Location labeling records
^^^^^^^^^^^^^^^^
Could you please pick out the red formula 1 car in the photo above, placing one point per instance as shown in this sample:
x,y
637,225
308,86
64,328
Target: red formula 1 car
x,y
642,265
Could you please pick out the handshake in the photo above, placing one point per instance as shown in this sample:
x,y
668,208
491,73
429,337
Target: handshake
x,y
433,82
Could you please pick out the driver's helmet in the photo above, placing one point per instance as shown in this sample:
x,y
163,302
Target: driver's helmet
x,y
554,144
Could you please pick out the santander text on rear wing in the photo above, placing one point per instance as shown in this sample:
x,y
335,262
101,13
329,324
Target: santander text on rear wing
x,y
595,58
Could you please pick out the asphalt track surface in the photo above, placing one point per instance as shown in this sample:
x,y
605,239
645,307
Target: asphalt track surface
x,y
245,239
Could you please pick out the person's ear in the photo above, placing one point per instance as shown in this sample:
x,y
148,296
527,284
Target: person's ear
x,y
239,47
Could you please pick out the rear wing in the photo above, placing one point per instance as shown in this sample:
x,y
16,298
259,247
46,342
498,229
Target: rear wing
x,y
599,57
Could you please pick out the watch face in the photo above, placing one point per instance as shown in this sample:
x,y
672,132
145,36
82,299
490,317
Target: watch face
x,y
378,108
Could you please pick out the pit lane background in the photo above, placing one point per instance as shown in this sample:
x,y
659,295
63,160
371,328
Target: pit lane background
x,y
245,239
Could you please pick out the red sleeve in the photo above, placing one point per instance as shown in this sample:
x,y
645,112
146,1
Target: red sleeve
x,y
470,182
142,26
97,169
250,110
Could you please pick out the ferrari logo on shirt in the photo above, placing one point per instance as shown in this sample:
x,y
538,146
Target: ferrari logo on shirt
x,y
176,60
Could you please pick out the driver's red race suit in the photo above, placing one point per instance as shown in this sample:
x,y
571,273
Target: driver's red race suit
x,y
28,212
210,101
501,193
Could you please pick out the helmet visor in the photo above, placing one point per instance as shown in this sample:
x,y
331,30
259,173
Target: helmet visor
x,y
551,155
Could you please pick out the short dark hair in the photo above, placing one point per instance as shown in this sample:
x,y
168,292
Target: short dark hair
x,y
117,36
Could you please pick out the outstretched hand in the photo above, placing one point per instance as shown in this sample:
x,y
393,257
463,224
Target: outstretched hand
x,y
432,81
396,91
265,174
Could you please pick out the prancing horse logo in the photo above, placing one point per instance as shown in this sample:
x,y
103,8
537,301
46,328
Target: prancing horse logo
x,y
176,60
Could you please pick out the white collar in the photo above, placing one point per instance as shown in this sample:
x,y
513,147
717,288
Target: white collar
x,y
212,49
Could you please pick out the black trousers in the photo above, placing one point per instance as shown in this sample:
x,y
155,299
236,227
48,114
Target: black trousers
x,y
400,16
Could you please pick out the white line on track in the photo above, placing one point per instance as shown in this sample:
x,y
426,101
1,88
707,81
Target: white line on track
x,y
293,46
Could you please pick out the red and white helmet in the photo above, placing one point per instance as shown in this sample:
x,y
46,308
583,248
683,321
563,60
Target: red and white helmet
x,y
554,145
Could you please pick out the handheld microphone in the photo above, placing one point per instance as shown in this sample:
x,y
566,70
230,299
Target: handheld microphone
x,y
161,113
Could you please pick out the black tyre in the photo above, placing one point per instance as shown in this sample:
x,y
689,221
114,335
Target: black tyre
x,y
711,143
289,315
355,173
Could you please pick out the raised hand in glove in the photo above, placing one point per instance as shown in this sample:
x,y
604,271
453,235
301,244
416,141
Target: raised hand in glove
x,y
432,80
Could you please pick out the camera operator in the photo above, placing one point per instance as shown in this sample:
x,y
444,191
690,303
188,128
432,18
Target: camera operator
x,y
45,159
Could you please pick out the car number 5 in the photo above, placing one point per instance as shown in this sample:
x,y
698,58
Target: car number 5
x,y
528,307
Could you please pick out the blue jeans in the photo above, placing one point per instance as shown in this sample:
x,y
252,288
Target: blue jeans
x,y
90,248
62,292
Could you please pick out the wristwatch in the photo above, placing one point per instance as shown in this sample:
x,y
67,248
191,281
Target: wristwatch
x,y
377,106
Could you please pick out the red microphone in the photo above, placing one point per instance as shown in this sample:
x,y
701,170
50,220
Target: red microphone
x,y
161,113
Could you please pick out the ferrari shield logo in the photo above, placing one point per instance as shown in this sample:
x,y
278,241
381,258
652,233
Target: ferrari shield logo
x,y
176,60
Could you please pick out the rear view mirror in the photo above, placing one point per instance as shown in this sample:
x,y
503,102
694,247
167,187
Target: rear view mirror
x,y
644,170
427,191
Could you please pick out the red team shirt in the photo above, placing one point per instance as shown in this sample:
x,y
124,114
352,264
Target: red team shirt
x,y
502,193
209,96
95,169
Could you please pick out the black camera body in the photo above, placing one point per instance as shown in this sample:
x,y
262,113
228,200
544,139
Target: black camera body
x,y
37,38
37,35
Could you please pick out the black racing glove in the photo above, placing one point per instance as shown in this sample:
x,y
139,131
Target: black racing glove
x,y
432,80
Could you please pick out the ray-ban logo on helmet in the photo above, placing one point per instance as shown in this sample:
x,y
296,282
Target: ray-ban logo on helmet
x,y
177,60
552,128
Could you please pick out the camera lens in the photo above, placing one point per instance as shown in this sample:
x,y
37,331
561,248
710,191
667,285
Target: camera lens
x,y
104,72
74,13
^^^^^^^^^^^^^^^^
*Set exercise*.
Output the records exactly, including every line.

*Task output*.
Could you please pick out the red formula 1 car in the photo above, placing one point per instance as shown in this sample:
x,y
637,225
308,86
64,328
Target: red formula 1 car
x,y
642,265
Could you please pick out the handshake in the photo above, placing one point per instance as shown in this sample:
x,y
668,208
491,73
429,337
Target: handshake
x,y
433,82
Could you please pick out the driver's helmet in the photo above, placing one point per instance as shown in this sample:
x,y
163,302
Target: driver's helmet
x,y
554,144
Could you please pick out the santander text on rear wing in the photo above, placing one point per instance as shown in this sample:
x,y
335,262
101,13
329,324
Target: santander text on rear wing
x,y
595,58
Could you please pick out the asphalt track surface in the photo above, placing one point per instance as shown in this sample:
x,y
605,239
645,307
Target: asphalt track surface
x,y
245,239
Could you please pick out the person's ear in the photo above, placing one point per instance as shown in this sample:
x,y
148,296
527,284
Target: person's ear
x,y
239,47
Could you please pick out the rear wing in the photo above, placing one point per instance as shown in this sample:
x,y
16,298
259,247
46,342
498,229
Target: rear wing
x,y
599,57
Could you please pick out the watch face in the photo above, placing one point per instance as shown in this sample:
x,y
672,132
145,36
82,299
490,317
Target: watch face
x,y
378,108
Could you please pick out the pit lane background in the photo above, placing one point per instance as shown in this sample:
x,y
659,295
63,160
371,328
Target: pit lane background
x,y
245,239
Could you please pick out the red sleeve in the photo above, placing one point per instance as shown in this sample:
x,y
645,112
146,1
Target: red sleeve
x,y
470,182
142,26
97,169
250,110
Could you please pick out the ferrari logo on shirt in the photo above, placing one point per instance as shown in this sample:
x,y
538,146
Target: ferrari logo on shirt
x,y
176,60
Could you please pick out the driver's red race suit in the photo above, placing one point per instance as shown in this sample:
x,y
571,273
Target: driver's red race suit
x,y
28,212
210,101
501,193
Could you please pick out the helmet visor in the photo above, placing one point per instance as shown in this sample:
x,y
331,30
259,173
Target: helmet visor
x,y
551,155
Could you please pick out the short dark hair in the photo above, placing one point per instance as shown in this sample:
x,y
168,292
Target: short dark hair
x,y
117,36
Could you please pick out the outstretched hand in the photo above, placing one point per instance as shown in this sample:
x,y
393,257
463,224
Target: outstretched hand
x,y
432,81
396,91
265,174
Could you please pick out the prancing horse logo in the photo above, placing one point per instance as shown in this sample:
x,y
103,8
537,301
46,328
Target: prancing horse logo
x,y
176,60
Could you please pick out the white collar in the photo above, placing one point per instance as shown in this sample:
x,y
513,147
717,288
Target: white collar
x,y
212,49
Could you please pick out the black trousers in the photo above, placing one point per instance as shown in this sample:
x,y
155,299
236,227
48,114
Target: black trousers
x,y
400,16
Could you please pick out the white line on track in the photo above, placing one point per instance as shown in this sample:
x,y
426,101
1,88
707,81
Target: white line on track
x,y
293,46
Could you please pick out the red and white helmet in the photo above, placing one point per instance as shown in this sample:
x,y
46,308
583,248
683,321
563,60
Target: red and white helmet
x,y
554,145
Could you please pick out the handheld microphone in the photo above, placing one point per instance as shown in this sample:
x,y
566,70
230,299
Target: handheld microphone
x,y
161,113
Could you please pick out the black tyre in the photo above, placing one point per instance as shown in this sample:
x,y
689,221
114,335
Target: black tyre
x,y
711,143
289,315
355,173
Could you please pick out the raised hand in glove in the photo above, placing one point per instance as shown in this sample:
x,y
604,271
453,235
301,244
416,141
Target: raised hand in glove
x,y
432,80
Could you please pick out the camera operator in the photo above, placing one point per instance as shown in this sample:
x,y
444,191
690,303
188,128
432,18
Target: camera operator
x,y
45,159
Could you please pick out the car number 5 in the photo above, placing one point per instance as shown in this sample:
x,y
698,58
Target: car number 5
x,y
528,307
Could you please pick out the blue jeans in the photo above, placing one point per instance as shown in this sample:
x,y
252,288
Target: blue jeans
x,y
90,248
62,292
Could you please pick out the wristwatch in the photo above, placing one point per instance as shown in this sample:
x,y
67,248
191,281
Target: wristwatch
x,y
377,106
Could you please pick out the red microphone in the photo above, placing one point per instance as shown in this sample:
x,y
701,170
50,220
Target: red microphone
x,y
161,113
Could you please pick out the ferrari shield logo in the photo above, placing one point per instance as shown in this sample:
x,y
278,241
381,258
652,233
Target: ferrari shield logo
x,y
176,60
Could you please pick out the rear view mirror in the photo above, placing one point per instance as shown in this sample:
x,y
503,102
694,247
167,187
Target: rear view mirror
x,y
644,170
427,191
Could you please pick out the red team shirt in the photo above, placing one point per instance as shown in this sample:
x,y
124,114
352,264
Target: red team shirt
x,y
502,193
209,96
95,169
Could you please pick out the black camera body in the photo above, placing one point per instance as shown in this sample:
x,y
262,113
228,200
544,139
Target: black camera body
x,y
37,38
37,35
Could you please pick out the black racing glove in the photo above, placing one point per instance as shown in this sample:
x,y
139,131
Target: black racing glove
x,y
432,80
Could you please pick out the ray-ban logo on helmet in the photo above, placing one point per instance as shown in this sample:
x,y
296,282
Target: ray-ban logo on helmet
x,y
177,60
552,128
Could you please pick out the camera lens in the photo above, placing one point per instance as shown in this sample:
x,y
37,331
561,248
710,191
667,285
Target: camera lens
x,y
104,72
74,13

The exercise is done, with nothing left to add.